━━ Dataset records

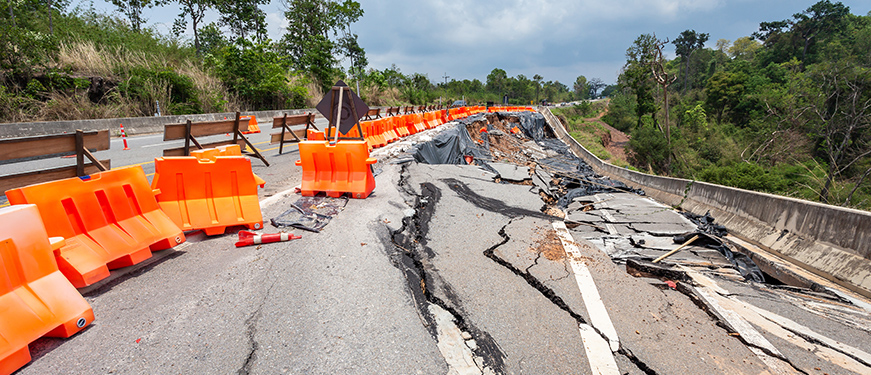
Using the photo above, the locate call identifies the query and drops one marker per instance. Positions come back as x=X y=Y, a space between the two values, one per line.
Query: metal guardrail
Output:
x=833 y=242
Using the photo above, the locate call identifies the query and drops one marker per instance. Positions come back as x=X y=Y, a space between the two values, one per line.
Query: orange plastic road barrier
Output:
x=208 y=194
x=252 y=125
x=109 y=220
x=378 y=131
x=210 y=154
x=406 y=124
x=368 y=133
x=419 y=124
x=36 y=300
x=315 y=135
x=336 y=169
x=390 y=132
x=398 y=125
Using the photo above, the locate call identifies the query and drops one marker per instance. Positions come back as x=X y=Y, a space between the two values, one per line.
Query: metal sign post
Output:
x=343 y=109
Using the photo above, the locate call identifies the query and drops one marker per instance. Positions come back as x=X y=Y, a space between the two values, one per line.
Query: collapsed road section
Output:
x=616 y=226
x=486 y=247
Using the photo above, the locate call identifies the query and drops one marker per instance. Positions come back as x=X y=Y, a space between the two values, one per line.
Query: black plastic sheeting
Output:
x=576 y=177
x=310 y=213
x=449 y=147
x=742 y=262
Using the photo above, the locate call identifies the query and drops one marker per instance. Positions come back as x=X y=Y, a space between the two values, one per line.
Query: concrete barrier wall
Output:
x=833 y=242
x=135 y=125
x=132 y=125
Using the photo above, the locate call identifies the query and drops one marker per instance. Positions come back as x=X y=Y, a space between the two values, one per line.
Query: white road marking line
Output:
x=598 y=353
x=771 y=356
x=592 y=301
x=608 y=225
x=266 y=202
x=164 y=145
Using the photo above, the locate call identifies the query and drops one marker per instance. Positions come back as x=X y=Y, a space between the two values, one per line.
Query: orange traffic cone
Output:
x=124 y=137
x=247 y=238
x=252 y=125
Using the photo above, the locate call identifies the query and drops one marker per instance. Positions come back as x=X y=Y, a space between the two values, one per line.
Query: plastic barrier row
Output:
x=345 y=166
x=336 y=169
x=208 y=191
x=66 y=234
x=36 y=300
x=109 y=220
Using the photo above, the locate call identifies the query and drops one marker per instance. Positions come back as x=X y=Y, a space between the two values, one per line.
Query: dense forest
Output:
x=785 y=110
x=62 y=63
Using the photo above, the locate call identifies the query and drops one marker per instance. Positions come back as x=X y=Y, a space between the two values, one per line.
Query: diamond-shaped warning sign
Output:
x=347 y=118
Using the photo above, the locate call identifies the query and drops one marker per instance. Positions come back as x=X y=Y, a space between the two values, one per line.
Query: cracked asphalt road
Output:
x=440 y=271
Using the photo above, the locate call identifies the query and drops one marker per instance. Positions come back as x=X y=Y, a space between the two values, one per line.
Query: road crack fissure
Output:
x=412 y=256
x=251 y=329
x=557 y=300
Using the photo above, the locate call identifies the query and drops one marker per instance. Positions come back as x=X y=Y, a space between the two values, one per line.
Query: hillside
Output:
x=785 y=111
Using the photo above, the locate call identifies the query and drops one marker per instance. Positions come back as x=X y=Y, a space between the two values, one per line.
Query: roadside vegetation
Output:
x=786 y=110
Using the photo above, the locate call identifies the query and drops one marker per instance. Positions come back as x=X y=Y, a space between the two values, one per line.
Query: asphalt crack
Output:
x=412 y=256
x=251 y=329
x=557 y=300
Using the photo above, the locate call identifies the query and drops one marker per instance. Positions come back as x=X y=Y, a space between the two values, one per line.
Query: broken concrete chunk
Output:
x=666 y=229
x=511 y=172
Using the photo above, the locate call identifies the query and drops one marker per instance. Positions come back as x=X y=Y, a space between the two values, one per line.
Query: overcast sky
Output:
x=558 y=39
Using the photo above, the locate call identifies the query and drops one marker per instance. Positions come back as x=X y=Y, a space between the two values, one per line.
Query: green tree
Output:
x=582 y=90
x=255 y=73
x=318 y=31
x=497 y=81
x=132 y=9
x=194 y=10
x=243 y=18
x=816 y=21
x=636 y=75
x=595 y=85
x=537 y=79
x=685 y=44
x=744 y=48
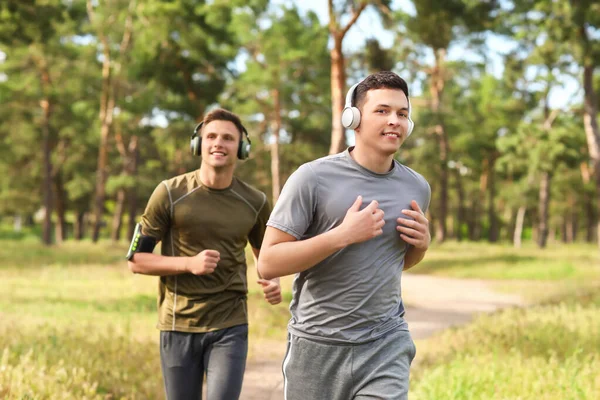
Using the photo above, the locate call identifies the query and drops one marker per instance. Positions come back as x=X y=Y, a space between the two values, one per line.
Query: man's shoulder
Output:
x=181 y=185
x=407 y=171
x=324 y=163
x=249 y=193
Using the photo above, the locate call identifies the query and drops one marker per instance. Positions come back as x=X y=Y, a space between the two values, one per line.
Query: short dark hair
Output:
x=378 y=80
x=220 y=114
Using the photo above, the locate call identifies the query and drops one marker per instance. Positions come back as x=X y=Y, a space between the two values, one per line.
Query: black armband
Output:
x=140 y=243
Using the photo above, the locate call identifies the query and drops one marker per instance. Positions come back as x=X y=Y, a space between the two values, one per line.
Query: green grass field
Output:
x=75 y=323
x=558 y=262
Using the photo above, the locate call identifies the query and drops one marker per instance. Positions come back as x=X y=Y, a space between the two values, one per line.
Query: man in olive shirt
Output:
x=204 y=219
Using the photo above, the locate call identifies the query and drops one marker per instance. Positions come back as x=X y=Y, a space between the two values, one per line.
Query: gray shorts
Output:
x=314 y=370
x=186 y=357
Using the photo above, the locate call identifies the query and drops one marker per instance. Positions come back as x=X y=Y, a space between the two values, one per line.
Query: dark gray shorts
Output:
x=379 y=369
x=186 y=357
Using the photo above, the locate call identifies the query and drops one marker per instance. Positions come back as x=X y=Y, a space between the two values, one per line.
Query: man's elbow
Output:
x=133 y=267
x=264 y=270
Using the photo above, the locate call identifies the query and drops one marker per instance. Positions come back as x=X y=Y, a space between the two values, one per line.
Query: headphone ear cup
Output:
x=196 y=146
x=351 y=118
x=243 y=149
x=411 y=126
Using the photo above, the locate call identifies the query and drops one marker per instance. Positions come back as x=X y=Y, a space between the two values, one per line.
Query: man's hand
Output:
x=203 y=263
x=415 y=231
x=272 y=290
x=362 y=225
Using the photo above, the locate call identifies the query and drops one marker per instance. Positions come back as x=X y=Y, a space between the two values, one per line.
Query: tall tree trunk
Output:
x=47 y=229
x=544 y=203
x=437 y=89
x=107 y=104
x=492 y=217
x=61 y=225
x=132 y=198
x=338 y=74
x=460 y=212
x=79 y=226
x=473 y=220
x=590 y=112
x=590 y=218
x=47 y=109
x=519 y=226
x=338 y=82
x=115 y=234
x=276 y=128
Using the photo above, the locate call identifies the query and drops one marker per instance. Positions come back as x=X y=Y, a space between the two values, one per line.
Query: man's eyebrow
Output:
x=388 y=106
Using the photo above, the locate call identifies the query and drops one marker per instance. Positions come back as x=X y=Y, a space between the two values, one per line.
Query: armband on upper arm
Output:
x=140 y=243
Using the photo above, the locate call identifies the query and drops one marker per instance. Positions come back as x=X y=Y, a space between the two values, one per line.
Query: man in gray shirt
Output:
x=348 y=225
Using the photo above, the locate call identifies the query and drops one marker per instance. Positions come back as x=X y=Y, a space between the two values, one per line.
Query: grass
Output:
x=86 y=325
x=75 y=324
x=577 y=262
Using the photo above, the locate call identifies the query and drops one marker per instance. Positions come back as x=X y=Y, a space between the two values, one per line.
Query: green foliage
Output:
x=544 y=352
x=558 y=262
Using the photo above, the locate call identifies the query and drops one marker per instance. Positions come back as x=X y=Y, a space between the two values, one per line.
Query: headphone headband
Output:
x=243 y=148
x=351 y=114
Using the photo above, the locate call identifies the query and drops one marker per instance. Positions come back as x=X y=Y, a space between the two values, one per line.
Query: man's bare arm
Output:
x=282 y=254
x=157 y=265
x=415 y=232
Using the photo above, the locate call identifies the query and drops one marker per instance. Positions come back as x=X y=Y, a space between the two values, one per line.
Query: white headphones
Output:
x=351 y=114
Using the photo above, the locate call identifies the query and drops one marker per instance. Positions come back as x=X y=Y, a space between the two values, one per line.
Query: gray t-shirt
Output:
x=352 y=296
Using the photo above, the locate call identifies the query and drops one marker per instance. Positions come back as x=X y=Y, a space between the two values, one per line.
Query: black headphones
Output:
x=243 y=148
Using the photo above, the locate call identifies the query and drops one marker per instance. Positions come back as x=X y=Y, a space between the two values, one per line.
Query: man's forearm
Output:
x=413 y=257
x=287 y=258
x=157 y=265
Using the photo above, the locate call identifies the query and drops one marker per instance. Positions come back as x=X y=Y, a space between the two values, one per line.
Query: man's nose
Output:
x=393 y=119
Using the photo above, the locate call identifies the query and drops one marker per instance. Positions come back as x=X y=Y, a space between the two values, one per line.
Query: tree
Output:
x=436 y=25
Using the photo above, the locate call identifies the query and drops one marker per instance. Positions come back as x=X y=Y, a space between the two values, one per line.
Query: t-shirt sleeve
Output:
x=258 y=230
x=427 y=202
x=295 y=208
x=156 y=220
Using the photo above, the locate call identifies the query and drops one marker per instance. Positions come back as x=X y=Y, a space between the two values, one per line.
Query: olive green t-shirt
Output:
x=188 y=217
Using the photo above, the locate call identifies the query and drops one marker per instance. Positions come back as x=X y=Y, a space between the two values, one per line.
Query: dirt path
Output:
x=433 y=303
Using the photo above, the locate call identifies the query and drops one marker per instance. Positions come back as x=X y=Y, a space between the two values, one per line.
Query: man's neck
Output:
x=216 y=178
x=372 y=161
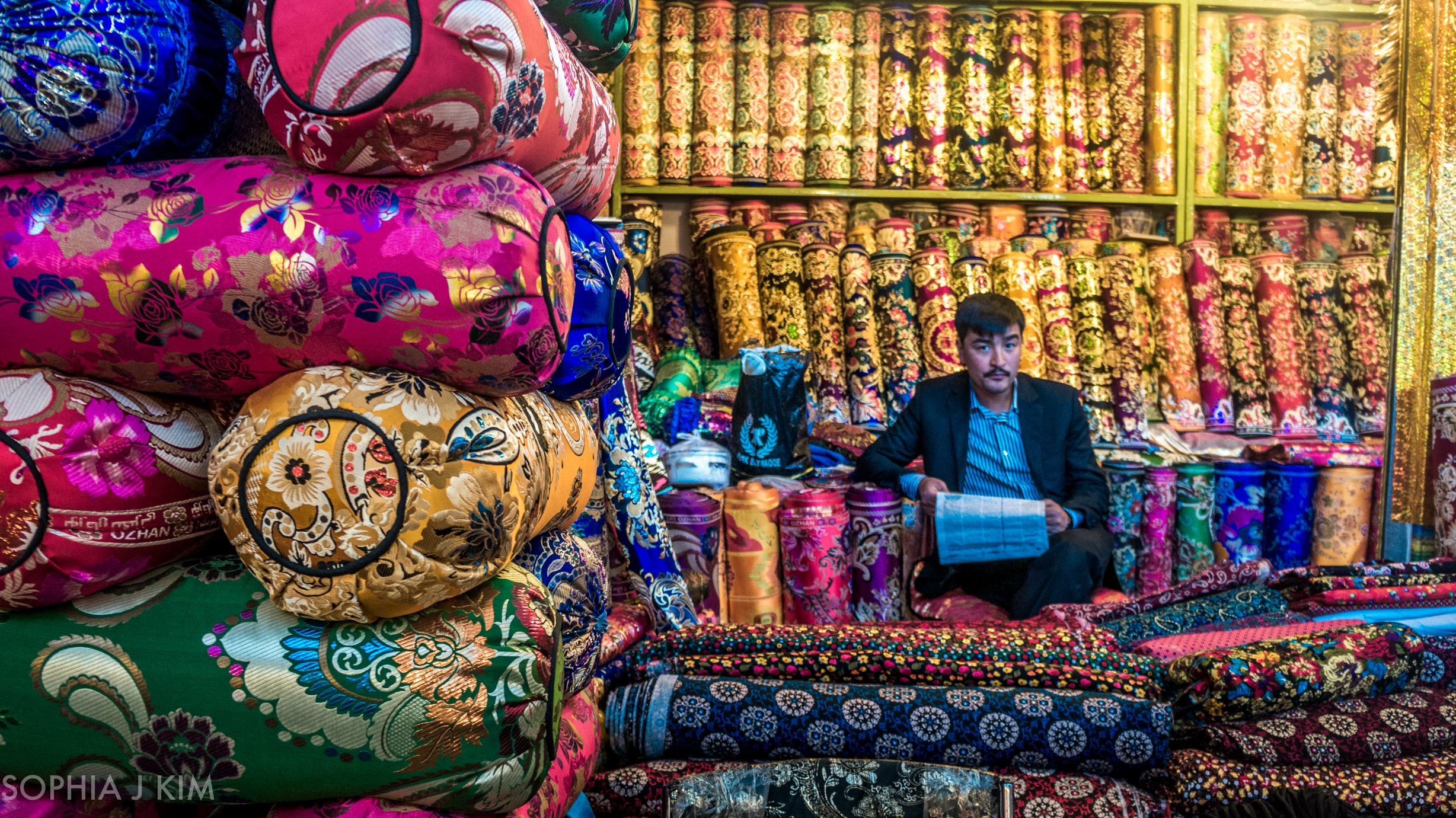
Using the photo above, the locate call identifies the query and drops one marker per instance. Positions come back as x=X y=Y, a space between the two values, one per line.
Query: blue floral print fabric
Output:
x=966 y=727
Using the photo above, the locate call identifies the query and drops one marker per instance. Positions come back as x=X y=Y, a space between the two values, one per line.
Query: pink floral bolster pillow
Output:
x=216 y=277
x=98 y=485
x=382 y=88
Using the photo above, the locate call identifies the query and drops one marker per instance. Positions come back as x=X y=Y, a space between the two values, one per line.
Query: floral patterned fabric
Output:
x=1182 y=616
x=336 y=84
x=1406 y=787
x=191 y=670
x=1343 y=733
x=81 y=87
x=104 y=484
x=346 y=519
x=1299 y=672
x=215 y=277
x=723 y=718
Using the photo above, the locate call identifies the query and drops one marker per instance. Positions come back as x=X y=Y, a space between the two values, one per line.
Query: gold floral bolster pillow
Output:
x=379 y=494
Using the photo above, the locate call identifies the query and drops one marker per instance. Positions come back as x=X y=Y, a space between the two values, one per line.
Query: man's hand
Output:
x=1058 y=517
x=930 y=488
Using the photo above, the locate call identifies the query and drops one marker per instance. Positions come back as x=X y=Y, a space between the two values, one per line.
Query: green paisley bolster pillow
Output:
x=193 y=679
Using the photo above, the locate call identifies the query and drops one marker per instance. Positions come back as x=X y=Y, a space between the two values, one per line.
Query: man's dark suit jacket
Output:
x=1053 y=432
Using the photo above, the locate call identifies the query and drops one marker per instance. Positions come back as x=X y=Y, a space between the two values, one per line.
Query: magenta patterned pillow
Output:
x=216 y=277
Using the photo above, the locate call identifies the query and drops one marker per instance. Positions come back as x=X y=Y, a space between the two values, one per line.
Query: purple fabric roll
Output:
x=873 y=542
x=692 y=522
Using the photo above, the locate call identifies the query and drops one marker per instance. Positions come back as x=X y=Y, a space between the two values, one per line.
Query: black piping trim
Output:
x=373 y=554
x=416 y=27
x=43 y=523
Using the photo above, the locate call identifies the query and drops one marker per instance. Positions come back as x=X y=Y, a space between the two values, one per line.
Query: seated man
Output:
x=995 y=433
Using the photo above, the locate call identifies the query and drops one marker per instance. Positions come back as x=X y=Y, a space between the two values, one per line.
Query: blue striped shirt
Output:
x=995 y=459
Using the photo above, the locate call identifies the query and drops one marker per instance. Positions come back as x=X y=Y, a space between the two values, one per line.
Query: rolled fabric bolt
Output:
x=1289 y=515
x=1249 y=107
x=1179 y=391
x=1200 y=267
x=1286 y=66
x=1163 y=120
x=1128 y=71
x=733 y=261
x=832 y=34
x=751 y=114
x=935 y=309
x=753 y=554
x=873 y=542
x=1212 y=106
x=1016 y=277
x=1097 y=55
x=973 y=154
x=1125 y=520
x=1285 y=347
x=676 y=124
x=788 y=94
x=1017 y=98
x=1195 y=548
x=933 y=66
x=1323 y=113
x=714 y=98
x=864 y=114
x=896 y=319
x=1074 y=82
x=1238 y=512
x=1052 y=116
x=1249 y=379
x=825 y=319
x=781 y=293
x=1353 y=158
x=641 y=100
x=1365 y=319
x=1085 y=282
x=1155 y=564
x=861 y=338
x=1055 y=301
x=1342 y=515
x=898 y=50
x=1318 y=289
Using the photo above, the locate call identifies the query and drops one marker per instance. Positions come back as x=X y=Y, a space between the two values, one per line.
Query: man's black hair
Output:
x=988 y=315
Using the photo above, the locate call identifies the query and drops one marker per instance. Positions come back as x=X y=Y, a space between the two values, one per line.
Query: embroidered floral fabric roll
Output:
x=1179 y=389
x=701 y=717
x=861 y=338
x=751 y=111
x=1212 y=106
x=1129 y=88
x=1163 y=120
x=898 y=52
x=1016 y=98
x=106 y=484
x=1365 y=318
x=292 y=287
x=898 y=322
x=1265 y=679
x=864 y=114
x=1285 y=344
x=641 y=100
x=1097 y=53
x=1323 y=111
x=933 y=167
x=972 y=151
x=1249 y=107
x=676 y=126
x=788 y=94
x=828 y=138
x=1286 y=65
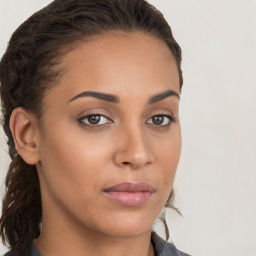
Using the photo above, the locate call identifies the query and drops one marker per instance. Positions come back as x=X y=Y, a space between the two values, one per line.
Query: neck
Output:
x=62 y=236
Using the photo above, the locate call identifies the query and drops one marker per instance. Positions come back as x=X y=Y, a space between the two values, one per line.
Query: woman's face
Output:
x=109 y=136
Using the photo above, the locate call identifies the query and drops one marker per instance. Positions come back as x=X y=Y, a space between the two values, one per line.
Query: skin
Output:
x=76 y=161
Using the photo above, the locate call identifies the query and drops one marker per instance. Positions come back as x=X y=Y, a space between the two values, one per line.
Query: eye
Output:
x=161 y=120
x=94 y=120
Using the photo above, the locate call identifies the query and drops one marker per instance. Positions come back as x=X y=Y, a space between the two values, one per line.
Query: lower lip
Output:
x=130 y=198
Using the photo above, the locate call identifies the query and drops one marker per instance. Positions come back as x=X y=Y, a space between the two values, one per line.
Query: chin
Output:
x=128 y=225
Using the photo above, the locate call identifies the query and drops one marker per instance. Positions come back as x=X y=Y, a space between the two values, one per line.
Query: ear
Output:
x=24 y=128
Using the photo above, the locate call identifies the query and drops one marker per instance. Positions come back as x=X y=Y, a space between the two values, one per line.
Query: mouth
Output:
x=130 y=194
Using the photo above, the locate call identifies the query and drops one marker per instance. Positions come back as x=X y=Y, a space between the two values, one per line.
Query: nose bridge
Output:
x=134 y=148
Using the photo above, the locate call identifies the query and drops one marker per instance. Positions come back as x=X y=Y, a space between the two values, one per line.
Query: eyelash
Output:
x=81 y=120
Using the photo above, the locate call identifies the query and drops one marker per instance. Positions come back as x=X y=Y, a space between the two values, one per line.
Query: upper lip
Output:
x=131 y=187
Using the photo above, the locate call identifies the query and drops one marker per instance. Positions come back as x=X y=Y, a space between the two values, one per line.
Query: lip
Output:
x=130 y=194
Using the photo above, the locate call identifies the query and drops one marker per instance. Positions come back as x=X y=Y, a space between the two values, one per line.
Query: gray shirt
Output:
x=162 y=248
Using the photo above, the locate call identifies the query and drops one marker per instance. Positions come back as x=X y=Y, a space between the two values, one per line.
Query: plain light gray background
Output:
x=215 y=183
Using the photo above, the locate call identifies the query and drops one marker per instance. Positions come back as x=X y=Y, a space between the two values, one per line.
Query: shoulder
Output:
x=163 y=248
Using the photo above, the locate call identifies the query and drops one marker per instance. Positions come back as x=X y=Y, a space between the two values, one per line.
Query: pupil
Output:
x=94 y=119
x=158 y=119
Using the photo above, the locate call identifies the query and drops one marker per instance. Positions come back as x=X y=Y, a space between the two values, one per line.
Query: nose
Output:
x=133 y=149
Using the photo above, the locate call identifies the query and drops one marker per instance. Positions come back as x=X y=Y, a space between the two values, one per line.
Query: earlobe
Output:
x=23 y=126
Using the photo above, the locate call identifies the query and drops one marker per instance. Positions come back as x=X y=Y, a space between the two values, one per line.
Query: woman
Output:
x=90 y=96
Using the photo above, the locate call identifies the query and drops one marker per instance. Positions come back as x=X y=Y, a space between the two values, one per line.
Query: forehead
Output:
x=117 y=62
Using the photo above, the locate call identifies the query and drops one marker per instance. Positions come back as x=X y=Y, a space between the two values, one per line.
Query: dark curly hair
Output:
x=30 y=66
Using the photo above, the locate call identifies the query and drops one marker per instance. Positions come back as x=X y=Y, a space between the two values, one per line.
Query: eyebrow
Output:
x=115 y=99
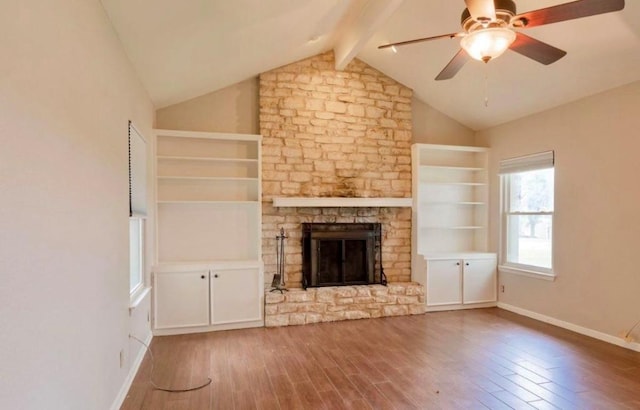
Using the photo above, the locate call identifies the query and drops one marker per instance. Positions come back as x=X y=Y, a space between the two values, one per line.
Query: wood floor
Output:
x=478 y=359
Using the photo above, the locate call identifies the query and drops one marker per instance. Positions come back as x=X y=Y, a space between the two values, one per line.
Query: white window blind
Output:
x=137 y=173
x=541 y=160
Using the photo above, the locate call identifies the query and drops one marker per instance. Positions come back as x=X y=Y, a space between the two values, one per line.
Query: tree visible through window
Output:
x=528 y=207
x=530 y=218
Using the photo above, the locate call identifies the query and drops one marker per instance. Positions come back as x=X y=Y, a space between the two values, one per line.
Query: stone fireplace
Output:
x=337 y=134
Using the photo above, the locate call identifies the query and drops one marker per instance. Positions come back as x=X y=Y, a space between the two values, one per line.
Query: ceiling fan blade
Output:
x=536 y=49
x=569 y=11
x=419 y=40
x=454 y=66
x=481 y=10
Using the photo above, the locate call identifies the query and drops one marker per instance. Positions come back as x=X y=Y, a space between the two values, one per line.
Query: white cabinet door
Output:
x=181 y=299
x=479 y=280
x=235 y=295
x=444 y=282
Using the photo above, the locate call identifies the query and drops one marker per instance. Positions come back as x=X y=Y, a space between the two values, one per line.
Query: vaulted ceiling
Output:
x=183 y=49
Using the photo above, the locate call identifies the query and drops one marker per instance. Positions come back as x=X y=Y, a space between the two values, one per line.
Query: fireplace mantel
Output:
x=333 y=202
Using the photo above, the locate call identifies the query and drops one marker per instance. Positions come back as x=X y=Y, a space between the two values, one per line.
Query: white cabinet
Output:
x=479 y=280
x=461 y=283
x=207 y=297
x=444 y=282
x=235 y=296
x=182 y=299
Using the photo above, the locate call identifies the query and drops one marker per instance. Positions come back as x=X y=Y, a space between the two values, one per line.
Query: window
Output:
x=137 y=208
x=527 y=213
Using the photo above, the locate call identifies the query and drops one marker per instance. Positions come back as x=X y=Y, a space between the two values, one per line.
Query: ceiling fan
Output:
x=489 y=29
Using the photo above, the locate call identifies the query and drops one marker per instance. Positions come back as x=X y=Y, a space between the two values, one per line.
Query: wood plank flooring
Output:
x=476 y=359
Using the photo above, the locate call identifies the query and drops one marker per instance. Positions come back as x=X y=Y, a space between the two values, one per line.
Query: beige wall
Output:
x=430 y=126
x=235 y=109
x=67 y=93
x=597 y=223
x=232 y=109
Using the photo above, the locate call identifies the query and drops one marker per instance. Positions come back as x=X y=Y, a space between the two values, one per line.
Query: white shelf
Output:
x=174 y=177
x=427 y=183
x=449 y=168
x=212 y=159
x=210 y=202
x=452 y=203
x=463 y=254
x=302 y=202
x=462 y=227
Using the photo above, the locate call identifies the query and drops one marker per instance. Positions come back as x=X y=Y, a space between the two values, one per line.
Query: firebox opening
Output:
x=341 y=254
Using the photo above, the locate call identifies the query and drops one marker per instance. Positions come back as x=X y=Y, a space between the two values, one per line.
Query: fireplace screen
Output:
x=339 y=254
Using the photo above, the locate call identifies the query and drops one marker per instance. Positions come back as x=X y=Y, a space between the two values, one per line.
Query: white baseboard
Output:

━━━━

* [Directive] Switch "marker" to "pin" throughout the records from the start through the line with "x=486 y=247". Repeat those lines otherwise unchanged and leave out the pictures.

* [Written solution]
Using the photo above, the locate call identifies the query and drops one pin per instance. Positions come back as x=X y=Y, a space between the two values, one per line.
Query: metal guardrail
Output:
x=833 y=242
Using the photo above, the locate call identifies the query and drops one pin per instance. Positions come back as x=X y=Y, a space between the two values, one per line.
Query: orange plastic road barrier
Output:
x=208 y=194
x=252 y=125
x=109 y=220
x=378 y=131
x=210 y=154
x=406 y=124
x=368 y=133
x=419 y=124
x=36 y=300
x=315 y=135
x=336 y=169
x=390 y=132
x=398 y=125
Using the photo above, the locate call identifies the query and drops one pin per instance. Positions come back as x=X y=Y, a space between the two values, one per line.
Query: metal sign post
Output:
x=343 y=109
Using the photo above, the locate call identifies the query and drops one pin per instance. Positions come back as x=X y=Y, a space between the two values, one per line.
Query: collapsed road section
Output:
x=616 y=226
x=486 y=247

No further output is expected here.